* **PROBLEM REQUIREMENTS**: Return every line of the records that contains the word "gray". Case counts.

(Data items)
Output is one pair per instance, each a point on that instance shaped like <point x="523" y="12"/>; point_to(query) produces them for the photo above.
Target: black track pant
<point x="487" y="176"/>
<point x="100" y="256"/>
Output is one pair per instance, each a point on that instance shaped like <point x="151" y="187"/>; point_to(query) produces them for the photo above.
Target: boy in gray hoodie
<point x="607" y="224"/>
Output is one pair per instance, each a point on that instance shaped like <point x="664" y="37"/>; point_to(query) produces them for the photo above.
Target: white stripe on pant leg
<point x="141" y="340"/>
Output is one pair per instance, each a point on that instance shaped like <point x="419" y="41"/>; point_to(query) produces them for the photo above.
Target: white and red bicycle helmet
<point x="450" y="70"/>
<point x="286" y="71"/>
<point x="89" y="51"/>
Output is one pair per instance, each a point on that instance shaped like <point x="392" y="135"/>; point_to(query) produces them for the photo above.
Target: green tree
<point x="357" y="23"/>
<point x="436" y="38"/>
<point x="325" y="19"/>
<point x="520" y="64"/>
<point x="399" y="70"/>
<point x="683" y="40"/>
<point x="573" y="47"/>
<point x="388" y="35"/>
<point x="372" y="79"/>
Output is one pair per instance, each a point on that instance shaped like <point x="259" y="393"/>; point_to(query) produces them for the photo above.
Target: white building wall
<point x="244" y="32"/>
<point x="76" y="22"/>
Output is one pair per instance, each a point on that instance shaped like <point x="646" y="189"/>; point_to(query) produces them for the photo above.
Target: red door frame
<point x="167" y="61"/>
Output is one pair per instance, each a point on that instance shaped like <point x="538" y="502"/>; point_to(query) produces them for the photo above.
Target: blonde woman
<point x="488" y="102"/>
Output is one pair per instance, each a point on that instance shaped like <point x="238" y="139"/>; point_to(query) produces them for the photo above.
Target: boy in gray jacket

* **WRITTEN SOLUTION**:
Target: boy in gray hoodie
Target: boy in gray jacket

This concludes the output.